[Task to complete] Please recast the lines between the one holding "trace: overhead canopy roof" and the one holding "Trace every instance of the overhead", inclusive, as a Markdown table with the columns Row and Record line, skipping any blank lines. Include only those lines.

Segmentation labeling records:
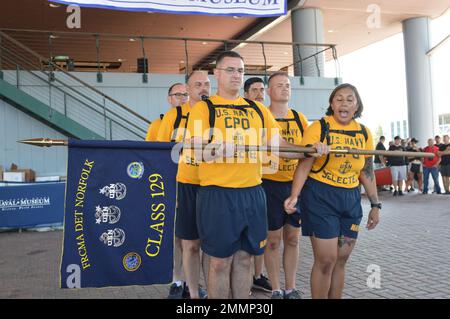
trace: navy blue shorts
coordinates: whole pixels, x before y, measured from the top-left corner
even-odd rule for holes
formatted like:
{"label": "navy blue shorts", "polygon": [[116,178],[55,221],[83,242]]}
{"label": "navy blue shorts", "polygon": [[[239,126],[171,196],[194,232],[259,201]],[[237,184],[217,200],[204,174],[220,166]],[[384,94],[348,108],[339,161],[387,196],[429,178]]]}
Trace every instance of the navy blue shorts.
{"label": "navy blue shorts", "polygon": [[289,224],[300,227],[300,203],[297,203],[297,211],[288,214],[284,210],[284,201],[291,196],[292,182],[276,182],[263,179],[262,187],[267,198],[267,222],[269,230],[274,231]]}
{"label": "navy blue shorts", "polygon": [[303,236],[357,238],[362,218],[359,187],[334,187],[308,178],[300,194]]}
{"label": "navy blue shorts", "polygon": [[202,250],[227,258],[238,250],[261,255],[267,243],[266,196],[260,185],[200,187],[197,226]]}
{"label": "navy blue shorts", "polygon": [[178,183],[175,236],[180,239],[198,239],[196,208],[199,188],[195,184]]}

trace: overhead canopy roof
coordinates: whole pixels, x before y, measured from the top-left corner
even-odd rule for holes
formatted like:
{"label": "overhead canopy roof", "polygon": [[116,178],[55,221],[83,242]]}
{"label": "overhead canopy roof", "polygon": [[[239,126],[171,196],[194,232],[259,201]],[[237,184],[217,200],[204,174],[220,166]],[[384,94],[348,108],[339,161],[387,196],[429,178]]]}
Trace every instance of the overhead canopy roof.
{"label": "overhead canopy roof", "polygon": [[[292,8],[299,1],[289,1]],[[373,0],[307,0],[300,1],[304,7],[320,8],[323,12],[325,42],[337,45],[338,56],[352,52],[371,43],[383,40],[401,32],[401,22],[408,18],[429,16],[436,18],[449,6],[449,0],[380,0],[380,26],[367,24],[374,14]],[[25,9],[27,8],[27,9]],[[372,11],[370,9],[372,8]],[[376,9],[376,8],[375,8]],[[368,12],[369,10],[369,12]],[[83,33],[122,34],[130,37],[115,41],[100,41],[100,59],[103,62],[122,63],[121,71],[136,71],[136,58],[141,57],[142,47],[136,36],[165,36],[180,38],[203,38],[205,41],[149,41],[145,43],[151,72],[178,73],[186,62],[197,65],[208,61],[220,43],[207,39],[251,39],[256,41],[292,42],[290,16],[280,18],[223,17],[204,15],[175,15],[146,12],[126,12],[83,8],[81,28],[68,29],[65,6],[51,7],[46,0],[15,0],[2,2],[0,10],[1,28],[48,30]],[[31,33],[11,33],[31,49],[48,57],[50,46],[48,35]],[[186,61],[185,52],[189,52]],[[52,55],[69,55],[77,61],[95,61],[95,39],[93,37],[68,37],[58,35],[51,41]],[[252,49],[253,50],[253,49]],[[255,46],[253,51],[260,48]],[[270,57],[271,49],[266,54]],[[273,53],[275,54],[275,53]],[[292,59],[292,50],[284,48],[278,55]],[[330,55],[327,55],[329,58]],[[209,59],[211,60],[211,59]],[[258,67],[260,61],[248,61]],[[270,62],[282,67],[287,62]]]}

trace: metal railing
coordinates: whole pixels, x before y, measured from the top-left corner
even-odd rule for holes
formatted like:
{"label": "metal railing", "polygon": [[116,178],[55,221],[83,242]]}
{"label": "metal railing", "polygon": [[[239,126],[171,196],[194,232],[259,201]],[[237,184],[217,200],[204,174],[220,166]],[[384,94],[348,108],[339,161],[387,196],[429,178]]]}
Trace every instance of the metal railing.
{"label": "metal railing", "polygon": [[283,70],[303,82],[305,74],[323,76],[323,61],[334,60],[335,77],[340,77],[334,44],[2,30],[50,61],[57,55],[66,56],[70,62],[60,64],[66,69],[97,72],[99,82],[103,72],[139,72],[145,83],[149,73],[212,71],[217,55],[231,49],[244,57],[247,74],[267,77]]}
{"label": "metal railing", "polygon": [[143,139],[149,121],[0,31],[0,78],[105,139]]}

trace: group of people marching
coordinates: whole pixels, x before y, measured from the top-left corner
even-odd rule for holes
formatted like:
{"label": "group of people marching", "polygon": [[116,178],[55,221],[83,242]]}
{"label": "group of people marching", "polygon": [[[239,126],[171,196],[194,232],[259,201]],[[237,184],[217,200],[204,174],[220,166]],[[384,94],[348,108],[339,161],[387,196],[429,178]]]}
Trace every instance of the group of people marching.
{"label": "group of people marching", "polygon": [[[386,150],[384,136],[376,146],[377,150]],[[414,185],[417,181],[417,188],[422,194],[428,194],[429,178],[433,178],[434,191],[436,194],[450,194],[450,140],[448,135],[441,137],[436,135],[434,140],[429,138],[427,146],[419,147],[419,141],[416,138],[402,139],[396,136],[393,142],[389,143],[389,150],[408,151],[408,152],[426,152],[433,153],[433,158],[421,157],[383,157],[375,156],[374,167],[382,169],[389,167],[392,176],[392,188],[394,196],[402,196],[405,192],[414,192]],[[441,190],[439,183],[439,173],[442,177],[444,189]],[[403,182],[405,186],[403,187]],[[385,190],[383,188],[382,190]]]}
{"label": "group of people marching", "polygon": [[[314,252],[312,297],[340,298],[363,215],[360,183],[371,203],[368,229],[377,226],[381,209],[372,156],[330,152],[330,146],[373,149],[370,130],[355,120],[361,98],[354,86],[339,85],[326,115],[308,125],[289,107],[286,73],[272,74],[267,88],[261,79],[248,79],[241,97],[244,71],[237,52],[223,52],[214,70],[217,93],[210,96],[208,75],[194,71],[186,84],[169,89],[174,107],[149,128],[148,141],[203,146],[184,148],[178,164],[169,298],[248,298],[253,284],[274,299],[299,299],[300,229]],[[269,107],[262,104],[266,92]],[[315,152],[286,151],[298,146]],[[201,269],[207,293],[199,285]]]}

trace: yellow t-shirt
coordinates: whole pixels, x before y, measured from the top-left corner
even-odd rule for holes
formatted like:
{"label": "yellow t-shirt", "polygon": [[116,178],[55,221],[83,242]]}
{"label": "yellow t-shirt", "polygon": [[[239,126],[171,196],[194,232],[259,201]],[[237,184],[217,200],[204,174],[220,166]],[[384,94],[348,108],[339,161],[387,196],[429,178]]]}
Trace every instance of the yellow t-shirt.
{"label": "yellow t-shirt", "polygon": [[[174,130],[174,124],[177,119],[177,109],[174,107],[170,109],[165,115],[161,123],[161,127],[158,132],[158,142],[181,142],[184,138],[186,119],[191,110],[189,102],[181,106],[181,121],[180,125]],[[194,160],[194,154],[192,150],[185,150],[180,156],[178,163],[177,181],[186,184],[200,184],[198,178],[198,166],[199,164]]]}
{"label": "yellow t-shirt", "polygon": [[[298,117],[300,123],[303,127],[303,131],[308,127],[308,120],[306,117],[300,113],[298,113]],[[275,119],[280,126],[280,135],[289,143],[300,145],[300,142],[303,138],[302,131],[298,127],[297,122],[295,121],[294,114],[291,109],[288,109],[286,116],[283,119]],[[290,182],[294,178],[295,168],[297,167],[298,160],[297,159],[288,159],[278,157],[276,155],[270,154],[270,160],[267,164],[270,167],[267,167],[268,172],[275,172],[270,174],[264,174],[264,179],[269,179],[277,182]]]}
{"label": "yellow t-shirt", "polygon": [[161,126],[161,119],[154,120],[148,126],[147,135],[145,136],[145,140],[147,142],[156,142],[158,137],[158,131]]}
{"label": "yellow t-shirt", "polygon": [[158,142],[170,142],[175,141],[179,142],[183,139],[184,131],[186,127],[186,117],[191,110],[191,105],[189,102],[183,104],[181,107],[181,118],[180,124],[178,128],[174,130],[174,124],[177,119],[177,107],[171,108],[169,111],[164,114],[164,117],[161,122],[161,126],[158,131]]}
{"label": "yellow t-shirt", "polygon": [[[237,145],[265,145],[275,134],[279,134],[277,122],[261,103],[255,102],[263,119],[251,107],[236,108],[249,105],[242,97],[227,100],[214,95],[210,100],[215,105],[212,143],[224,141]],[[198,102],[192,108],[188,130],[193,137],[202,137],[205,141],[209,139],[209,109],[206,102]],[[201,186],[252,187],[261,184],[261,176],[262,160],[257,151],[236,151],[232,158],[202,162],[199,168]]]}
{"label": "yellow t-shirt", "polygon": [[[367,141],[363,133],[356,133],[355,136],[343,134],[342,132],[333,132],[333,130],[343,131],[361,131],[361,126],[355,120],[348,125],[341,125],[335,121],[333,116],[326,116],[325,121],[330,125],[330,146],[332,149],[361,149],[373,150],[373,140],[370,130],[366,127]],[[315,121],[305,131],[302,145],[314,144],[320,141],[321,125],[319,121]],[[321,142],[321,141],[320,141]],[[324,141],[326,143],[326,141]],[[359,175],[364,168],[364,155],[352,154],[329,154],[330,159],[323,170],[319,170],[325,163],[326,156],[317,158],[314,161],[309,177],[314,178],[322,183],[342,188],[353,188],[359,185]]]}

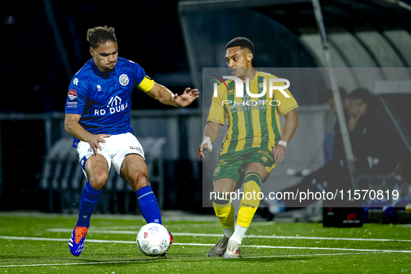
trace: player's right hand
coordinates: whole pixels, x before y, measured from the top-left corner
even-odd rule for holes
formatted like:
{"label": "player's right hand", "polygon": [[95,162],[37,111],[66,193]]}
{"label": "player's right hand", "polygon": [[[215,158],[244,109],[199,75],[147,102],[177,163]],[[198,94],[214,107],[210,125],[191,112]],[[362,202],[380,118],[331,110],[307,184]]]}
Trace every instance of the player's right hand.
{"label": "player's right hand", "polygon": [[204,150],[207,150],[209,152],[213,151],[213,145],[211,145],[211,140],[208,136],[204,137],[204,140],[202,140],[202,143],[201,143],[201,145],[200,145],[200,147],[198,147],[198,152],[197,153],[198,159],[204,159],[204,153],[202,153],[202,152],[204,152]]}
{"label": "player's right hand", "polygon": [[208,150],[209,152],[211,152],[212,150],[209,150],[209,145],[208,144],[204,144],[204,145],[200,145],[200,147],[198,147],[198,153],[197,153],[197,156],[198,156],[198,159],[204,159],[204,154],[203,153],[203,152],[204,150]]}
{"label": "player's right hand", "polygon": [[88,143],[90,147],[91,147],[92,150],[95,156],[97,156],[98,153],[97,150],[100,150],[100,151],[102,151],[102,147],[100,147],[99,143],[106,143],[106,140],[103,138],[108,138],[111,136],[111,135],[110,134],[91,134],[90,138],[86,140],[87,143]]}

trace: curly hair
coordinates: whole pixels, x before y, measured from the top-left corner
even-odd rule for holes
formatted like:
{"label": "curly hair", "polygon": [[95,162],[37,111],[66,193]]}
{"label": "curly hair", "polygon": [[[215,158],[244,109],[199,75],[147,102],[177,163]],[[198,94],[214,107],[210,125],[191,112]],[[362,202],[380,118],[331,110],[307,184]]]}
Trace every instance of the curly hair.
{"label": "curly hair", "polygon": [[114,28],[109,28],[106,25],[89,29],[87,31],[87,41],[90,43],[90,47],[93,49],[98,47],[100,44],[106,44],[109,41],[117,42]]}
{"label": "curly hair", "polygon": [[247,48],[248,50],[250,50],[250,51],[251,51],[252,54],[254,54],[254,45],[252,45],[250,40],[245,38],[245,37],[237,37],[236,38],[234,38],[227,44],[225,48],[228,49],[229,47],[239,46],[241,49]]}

[The completed task]
| Row | Record line |
|---|---|
| 1 | trace: overhead canopy roof |
| 2 | coordinates: whole pixels, x before y, measured from the top-left corner |
| 3 | even-odd rule for holes |
| 4 | formatted like: |
| 5 | {"label": "overhead canopy roof", "polygon": [[116,178],[55,221],[83,242]]} |
| 6 | {"label": "overhead canopy roof", "polygon": [[[239,126],[171,196],[194,232],[259,201]],[[237,184],[217,200],[204,174],[220,166]],[[384,94],[348,108],[339,161],[387,196],[429,178]]]} |
| 7 | Trace every instance of the overhead canopy roof. |